Provided passage —
With additional reporting by Hazem Abu Shanab, IOL Palestine correspondent

OCCUPIED JERUSALEM, July 9 (IslamOnline & News Agencies) – In a flagrant violation of international law and agreements between Palestinian and Israeli parties, armed Israeli forces stormed Tuesday, July 9, into the administrative offices of the Palestinian Al-Quds University in occupied east Jerusalem, closing the building and accusing officials there of working for Palestinian President Yasser Arafat’s Palestinian Authority.

Witnesses said the Israeli forces sealed the offices of Al-Quds University President Sari Nusseibeh, the senior Palestinian representative in Jerusalem and internationally one of the most recognized voices of moderation among Palestinians, the U.S. daily newspaper, the Washington Post reported. Nusseibeh has previously angered Palestinians by condemning resistance bombings.

Given information —
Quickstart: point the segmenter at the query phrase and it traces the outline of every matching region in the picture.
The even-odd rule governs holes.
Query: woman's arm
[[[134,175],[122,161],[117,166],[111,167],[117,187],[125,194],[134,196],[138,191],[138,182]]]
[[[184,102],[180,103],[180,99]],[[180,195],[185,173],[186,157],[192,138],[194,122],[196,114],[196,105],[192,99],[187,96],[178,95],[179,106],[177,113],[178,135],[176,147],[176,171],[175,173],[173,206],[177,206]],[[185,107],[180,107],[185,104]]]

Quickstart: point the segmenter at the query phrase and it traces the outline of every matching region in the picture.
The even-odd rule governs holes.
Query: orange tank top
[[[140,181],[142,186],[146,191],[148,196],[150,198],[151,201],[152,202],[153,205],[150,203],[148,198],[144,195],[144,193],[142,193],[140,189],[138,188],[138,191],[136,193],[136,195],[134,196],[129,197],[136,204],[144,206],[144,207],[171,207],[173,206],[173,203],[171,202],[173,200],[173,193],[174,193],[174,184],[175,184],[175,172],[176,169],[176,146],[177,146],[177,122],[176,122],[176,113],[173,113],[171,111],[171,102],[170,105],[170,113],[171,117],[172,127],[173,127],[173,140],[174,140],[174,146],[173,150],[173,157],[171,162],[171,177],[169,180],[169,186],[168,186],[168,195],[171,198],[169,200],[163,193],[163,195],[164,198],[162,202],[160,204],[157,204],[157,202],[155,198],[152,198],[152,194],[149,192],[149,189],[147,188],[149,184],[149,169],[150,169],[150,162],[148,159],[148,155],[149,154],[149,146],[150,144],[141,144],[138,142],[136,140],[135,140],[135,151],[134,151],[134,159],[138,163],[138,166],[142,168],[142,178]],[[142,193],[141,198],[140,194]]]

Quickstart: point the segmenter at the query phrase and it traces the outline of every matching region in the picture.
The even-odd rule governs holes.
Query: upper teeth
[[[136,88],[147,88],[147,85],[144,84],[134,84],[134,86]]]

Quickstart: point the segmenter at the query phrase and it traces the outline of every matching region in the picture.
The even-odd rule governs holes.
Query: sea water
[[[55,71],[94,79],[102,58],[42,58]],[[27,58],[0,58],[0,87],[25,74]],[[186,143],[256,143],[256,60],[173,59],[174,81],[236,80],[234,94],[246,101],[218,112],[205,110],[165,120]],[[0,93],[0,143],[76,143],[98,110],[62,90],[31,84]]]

Exercise details —
Please answer these questions using the report on the Al-Quds University offices:
1. Who is credited with additional reporting?
2. On what day and date did the Israeli forces enter the university's administrative offices?
3. Which newspaper reported the witnesses' account of the sealed offices?

Output below —
1. Hazem Abu Shanab, IOL Palestine correspondent
2. Tuesday, July 9
3. The Washington Post